# Goal of the exercise
Search the data for the word "have" and copy out every line that has it.
--- Data for this task ---
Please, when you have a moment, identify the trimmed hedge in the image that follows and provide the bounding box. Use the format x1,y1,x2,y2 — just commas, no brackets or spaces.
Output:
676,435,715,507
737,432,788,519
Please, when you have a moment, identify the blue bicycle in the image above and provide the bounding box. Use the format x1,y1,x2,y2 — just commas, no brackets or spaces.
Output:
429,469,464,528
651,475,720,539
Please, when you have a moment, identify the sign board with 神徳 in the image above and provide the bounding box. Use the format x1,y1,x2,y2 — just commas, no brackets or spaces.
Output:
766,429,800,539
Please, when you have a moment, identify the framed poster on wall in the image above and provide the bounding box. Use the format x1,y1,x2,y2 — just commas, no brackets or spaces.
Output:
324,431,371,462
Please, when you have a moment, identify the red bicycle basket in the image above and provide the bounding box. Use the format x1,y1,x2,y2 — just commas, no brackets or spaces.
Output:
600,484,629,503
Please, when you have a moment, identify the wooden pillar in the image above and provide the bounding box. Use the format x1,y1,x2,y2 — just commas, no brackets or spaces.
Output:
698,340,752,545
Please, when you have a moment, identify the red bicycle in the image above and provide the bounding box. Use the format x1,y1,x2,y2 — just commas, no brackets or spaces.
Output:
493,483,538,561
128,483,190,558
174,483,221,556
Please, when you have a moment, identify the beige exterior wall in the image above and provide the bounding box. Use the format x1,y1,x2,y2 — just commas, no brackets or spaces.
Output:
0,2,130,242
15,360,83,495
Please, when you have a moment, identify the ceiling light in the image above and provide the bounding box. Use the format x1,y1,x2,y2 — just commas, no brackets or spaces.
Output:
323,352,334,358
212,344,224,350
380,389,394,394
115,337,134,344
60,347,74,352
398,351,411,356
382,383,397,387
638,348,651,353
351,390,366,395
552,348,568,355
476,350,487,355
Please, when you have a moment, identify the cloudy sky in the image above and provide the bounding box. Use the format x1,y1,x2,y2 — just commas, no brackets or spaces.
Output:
---
# Response
Please, when you have a moment, identify the trimmed hedge in the image that follows and provide the bounding box. Use the format x1,y1,x2,y2 — just commas, no brackets or spaces.
Please, when you have a moment, identify the blue bicycle in the image above and provide the bounding box. Use the format x1,y1,x2,y2 — just commas, no brackets or spaces.
Please, when you have a moment, identify the sign board with 神徳 in the image above and provide the bounding box. Use the format x1,y1,x2,y2 — just commas, no brackets or spaces.
Please, when you have a moment, identify the framed poster on wall in the image above and provide the bounding box. Use the format x1,y1,x2,y2 — just commas, no brackets or spaces.
Please, when you have a moment, identify the red bicycle basket in the image above and provide the bounding box. Use the format x1,y1,x2,y2 — just commas, no brackets or spaces.
Please, when you have a moment, identify the wooden pillar in the image above and provide the bounding box. Use the format x1,y1,x2,y2 — just commas, no brackets or spaces.
Please, when you have a moment, identify the red bicycle in the image above and provide the bounding box. Use the format x1,y1,x2,y2 — just commas, no brackets or spaces.
Please, when you have a moment, identify the beige exterior wall in the image above and provide the bounding box. Use the format x1,y1,x2,y2 — just commas, no brackets or spaces.
Please, when you have a moment, identify the ceiling light in the image above and provide the bounding box. Use the format x1,y1,x2,y2 — just commas, no brackets or spaces.
Please, when you have a moment, identify the cloudy sky in the image above and provide the bounding box. Use the format x1,y1,x2,y2 — just commas, no brackets or spaces.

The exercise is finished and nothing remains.